Required task = Everything from the line that holds "For the benchmark, mark every instance of the sponsor" through the end of the data below should be output exactly, both ends included.

(Records from a point labeling set)
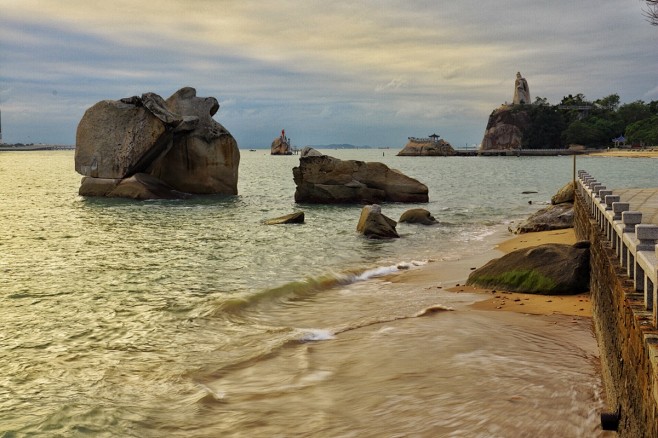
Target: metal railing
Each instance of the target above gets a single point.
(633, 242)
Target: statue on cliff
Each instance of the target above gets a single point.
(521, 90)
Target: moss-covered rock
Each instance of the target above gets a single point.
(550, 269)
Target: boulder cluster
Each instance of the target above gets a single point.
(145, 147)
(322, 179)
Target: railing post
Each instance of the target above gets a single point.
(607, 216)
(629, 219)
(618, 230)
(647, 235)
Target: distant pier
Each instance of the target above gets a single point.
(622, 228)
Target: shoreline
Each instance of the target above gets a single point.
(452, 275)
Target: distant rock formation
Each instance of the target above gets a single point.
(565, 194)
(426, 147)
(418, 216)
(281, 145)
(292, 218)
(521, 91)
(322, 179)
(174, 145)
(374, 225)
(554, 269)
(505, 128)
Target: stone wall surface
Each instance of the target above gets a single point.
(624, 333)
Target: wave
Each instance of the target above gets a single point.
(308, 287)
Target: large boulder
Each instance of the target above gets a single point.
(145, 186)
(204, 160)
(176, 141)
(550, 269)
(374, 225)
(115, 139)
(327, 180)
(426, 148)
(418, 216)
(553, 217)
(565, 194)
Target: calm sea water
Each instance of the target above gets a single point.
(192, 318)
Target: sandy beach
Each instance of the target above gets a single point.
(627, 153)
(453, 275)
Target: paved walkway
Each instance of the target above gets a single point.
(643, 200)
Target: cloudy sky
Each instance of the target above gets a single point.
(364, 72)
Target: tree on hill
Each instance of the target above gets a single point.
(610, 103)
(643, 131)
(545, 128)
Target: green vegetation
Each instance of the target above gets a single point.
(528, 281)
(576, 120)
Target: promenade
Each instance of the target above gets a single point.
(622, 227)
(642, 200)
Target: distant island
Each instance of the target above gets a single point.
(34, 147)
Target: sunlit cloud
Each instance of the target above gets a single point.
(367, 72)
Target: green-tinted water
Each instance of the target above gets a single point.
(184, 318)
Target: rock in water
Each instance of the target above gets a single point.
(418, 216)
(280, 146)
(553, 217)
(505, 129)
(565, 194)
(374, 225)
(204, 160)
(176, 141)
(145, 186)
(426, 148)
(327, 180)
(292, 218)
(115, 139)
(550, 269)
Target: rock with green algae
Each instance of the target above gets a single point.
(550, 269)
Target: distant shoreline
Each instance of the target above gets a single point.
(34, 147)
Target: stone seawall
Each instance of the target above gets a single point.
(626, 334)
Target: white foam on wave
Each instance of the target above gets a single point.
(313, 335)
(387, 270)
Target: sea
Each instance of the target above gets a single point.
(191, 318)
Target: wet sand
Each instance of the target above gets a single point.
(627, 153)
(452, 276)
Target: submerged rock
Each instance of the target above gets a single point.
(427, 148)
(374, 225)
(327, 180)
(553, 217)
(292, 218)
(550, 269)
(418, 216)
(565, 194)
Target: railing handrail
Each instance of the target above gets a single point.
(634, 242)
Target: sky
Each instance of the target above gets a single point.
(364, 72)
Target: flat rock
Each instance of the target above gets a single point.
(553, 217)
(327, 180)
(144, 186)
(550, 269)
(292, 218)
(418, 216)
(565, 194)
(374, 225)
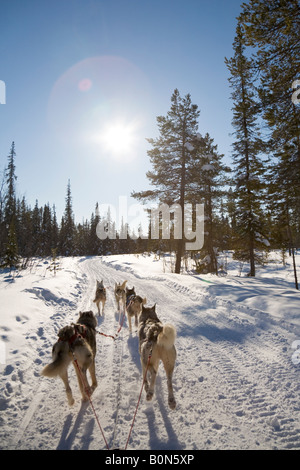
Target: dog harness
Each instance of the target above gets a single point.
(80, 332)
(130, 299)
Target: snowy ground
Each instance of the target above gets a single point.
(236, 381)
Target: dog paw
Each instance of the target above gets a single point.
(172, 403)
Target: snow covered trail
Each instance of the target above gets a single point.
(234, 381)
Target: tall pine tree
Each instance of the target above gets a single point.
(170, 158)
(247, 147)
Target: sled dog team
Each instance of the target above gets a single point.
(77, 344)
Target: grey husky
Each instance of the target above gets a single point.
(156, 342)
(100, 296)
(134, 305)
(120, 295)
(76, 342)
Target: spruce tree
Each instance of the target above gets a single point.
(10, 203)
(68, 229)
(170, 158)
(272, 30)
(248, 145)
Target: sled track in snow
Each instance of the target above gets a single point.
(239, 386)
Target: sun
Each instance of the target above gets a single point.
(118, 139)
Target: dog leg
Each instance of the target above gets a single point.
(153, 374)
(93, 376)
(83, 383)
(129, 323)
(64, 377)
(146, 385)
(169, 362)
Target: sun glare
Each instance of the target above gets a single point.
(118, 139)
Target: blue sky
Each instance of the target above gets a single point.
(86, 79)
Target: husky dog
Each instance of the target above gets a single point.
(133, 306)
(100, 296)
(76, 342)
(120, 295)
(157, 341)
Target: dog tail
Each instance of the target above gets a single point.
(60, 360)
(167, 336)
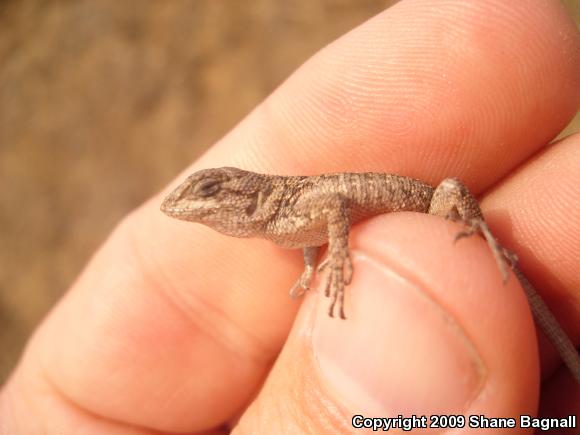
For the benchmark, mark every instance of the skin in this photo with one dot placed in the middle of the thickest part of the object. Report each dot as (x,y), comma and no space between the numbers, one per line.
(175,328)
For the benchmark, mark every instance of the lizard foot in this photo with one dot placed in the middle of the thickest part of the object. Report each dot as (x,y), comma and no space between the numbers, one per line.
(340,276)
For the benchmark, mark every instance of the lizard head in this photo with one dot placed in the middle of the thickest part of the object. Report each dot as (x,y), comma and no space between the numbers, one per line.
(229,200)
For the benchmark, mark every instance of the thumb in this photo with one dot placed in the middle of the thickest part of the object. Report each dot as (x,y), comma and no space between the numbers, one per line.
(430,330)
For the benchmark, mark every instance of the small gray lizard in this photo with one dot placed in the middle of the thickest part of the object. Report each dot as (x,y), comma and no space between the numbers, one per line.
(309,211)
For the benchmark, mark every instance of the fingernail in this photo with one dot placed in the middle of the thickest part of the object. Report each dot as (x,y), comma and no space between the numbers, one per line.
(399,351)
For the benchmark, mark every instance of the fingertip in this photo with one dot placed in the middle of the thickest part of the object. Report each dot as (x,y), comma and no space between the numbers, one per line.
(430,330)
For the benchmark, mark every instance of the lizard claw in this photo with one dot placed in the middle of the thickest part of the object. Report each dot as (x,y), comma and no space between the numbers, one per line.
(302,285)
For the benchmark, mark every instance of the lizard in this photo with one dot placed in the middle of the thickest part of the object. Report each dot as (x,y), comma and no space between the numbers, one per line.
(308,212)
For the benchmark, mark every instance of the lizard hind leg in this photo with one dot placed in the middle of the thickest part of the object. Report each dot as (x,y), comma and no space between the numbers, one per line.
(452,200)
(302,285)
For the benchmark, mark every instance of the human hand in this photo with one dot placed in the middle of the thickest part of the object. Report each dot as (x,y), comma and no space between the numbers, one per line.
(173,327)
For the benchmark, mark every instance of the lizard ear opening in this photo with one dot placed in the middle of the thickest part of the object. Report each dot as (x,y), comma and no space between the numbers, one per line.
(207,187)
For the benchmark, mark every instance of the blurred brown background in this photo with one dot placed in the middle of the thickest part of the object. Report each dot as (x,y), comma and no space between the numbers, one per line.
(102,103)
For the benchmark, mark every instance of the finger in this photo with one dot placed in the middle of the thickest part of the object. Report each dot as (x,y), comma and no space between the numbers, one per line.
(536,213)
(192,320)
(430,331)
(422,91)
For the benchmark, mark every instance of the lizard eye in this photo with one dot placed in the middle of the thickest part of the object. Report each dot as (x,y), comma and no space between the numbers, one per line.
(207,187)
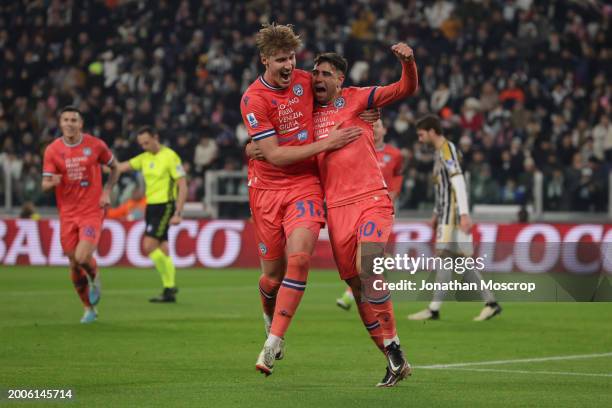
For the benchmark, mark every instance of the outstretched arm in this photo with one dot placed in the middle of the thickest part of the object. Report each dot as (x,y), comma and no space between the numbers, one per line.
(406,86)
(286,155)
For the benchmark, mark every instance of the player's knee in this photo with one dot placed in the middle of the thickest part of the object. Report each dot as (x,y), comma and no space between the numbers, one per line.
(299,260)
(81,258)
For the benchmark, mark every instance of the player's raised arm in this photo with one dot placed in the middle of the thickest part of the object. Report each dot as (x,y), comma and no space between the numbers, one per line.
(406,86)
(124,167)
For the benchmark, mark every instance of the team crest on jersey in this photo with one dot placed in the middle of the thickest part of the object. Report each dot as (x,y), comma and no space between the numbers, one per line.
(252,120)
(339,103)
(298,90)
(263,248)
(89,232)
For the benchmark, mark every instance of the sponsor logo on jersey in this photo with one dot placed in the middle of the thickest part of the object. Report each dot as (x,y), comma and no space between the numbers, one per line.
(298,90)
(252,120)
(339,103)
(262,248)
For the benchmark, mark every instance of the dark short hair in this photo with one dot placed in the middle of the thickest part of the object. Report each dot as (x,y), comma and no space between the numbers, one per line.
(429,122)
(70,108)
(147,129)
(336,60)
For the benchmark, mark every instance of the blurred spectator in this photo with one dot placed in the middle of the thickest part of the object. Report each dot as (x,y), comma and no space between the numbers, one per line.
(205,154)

Exercise answer =
For the benchmark, mark every instance of the sponsor logo on jersey in this photo with one dot placed in the middle of the thickest part of the object. Report each dot as (x,y), comma and no space between the numbers, one per line.
(298,90)
(252,120)
(339,103)
(262,248)
For the benchmark, mark every instance of the dark short hair in this photo with one dot placed in the middle of the thickest part of the object. Report each dot as (x,y), comma and no space between the numbers, one per line.
(429,122)
(70,108)
(147,129)
(336,60)
For the benchmark, mark every instance of the blurred spectator in this photo with one dot placed in the middle of the thickest part of the object. Report each dot as (x,y), comma and no space between the numbers, one per line.
(205,154)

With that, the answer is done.